He and his girlfriend are expecting their child about a month from now, and invited everyone up not for a baby shower but for a celebration of imminent babyhood or something lightly hippie flavored. (I don't mind the light hippie flavor.) Plus it got me the chance to see his apartment, and pets, and get a second meeting with his girlfriend.

As we walked to a vegan restaurant for dinner my brother mentioned to my other brother that he'd stopped reading my Twitter feed because all I did in it was complain about my father. When we got back I reviewed all my tweets, about four or five a week going back to the Rally to Restore Sanity, and found four which mentioned my father at all, and two of them were pure jokes (``I give up. For Father's Day My dad's getting AA batteries and Tostitos Scoops''). If he finds me dull he can say so and I can take it; to give a provably false reason --- and to stick to it after I show it false --- is insulting.

Nevertheless, dinner was fine and we had a good time comparing notes about how we got up there (my mother drove me and my sister, that day; my other brother and my father went up the day before so they could wander around Boston more) and what we'd seen and what his area of Cambridge (actually) was like. I advised him to go to the Buster Keaton movie playing at the local old-style theater on Sunday. My sister and I accepted our brother's invitation to stay at his place overnight, so while I missed bar-hopping with our other brother I didn't feel at a loss.

Also at dinner we got into an argument over Moxie. Where this comes from is my sister-in-law and niece were not present, as there was a gathering of other Chinese-orphans-and-their-adoptive-parents somewhere around Portland. My brother chose not to go (apparently, he finds the other parents in this clique a bit much). I joked about the niece getting her first taste of Moxie, provoking my sister and father to declare it was awful, and me to declare it's great. The argument kind of stalled out there. However, my brother and his girlfriend said they'd look for it around them, in case, to try out something different and certainly, these days, local. The vegan restaurant had some weird local diet soda that I also thought pretty good.

***

▶ Tasks to perform:
[1] For each statement (a), (b), and (c), state whether the family dinner text above agrees with it. Answer yes or no, and quote the deciding words. (a) The narrator's sister and father declared Moxie awful. (b) Six of the narrator's tweets mentioned the father. (c) The narrator and the narrator's sister stayed overnight at the brother's place.
[2] Extract every line of the listing below that contains the string "goose".

***

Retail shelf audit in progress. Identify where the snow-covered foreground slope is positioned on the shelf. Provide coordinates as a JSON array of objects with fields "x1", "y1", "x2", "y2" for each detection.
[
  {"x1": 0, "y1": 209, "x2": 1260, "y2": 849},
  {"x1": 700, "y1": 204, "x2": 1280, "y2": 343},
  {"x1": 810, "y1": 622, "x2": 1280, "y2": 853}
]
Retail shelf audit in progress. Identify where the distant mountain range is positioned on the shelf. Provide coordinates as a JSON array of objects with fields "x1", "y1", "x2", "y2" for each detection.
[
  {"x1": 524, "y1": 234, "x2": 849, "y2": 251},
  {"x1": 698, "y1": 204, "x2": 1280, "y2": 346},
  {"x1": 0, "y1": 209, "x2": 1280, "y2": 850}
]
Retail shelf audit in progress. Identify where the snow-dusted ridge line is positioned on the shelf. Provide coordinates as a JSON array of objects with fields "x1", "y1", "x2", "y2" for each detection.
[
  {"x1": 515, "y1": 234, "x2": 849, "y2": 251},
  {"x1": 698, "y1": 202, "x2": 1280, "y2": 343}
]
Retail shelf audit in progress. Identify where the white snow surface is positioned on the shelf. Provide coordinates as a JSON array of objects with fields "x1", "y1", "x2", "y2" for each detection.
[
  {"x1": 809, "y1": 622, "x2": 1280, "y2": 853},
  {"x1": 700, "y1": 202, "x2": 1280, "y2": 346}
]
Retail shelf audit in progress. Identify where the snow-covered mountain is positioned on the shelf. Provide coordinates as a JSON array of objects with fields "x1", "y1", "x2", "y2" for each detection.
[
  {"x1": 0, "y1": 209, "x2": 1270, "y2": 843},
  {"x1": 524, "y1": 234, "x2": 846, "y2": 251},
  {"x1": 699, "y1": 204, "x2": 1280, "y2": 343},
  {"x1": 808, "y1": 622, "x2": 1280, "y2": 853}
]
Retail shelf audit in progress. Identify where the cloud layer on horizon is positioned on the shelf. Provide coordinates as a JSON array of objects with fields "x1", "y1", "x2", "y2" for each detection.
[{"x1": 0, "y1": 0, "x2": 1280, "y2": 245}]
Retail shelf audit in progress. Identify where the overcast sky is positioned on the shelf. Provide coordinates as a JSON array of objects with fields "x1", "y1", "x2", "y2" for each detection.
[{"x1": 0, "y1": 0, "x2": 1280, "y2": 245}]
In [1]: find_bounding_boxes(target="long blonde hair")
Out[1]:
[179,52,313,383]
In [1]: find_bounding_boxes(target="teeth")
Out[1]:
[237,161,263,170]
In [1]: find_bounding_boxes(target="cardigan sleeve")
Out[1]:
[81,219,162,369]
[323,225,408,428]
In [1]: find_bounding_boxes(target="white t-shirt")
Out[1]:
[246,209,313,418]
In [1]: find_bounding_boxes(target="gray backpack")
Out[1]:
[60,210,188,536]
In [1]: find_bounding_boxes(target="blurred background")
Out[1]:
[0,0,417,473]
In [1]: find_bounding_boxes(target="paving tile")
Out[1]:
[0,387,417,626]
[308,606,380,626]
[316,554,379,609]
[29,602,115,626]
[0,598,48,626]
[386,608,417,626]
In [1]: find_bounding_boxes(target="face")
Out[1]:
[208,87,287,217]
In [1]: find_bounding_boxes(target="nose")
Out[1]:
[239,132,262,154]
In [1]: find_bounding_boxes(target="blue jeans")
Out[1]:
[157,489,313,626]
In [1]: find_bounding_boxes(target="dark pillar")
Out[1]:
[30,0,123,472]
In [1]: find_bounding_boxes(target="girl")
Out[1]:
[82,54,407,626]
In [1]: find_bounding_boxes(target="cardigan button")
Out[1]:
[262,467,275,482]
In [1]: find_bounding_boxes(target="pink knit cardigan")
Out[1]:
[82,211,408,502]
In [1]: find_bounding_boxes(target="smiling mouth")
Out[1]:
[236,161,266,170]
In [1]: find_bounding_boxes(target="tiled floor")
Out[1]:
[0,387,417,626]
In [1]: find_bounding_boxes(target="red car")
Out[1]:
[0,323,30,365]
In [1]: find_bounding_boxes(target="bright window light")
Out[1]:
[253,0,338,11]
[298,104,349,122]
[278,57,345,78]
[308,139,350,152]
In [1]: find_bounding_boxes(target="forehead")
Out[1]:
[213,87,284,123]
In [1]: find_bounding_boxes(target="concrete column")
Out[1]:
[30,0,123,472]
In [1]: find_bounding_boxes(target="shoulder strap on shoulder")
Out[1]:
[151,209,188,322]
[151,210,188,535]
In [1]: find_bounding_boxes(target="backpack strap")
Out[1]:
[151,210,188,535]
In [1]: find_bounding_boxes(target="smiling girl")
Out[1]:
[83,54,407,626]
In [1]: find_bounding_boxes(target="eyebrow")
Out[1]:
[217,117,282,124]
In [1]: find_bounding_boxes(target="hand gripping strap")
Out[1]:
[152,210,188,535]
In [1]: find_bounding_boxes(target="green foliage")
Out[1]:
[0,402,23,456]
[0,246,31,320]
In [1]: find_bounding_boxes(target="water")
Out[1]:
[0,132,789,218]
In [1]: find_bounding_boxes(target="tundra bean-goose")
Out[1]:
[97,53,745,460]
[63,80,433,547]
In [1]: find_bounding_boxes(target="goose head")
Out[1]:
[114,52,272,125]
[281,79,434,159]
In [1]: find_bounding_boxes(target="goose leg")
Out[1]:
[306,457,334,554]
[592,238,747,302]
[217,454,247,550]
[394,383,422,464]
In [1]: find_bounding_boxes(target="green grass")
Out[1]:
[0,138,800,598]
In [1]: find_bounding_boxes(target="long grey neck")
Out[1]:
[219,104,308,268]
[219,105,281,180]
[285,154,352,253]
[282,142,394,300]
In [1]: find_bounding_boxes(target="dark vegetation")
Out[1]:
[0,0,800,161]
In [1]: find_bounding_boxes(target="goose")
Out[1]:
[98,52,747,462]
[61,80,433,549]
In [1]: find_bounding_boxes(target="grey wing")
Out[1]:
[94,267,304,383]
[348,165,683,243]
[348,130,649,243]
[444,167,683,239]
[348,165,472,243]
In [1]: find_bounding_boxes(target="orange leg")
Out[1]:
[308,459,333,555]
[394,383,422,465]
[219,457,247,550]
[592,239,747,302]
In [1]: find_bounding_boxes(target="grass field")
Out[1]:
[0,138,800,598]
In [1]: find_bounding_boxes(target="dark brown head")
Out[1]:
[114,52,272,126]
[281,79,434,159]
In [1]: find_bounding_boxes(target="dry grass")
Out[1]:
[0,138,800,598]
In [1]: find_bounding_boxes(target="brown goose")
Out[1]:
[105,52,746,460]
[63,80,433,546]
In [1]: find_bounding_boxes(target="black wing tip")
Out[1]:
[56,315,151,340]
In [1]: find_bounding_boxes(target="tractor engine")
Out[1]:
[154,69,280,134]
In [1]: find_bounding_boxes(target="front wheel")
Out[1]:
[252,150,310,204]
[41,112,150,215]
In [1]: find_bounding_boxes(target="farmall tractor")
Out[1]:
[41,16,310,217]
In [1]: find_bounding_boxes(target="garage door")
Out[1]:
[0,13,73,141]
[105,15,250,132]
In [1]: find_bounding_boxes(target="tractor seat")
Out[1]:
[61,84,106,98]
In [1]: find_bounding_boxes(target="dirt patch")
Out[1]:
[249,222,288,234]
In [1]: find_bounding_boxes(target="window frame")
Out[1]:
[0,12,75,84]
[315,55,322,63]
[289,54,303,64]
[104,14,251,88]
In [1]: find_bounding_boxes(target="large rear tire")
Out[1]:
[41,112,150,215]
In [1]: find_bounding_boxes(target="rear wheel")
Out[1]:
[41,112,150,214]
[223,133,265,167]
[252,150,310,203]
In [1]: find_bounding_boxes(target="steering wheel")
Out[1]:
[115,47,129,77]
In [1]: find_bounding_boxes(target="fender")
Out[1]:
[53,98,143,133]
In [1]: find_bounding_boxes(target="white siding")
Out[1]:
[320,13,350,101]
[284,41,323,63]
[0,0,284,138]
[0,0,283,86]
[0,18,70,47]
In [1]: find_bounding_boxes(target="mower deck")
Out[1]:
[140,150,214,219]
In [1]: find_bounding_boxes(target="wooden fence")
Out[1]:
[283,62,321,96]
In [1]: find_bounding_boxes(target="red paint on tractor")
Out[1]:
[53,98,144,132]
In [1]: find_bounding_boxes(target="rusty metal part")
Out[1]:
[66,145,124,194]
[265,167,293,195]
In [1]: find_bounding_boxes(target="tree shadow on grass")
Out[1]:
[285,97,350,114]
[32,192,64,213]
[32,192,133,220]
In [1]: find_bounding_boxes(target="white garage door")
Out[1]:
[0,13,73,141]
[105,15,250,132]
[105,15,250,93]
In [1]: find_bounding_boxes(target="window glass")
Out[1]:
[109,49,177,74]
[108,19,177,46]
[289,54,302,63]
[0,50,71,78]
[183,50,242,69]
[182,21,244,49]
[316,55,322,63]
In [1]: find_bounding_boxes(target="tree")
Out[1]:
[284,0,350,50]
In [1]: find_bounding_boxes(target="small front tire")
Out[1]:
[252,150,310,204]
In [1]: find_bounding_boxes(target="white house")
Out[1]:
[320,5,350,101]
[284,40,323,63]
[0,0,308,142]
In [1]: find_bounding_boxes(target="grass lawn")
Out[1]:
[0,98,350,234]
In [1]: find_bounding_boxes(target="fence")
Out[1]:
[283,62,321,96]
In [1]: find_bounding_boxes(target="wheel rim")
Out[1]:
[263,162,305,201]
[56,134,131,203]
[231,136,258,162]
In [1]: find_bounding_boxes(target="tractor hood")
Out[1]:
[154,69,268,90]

***

▶ Answers to the problems:
[1]
(a) Yes: "provoking my sister and father to declare it was awful"
(b) No: "found four which mentioned my father at all"
(c) Yes: "My sister and I accepted our brother's invitation to stay at his place overnight"

[2]
In [1]: find_bounding_boxes(target="tundra bean-goose")
In [1]: find_bounding_boxes(target="goose head")
In [1]: find_bounding_boxes(target="goose leg")
In [1]: find_bounding_boxes(target="goose")
In [1]: find_bounding_boxes(target="brown goose")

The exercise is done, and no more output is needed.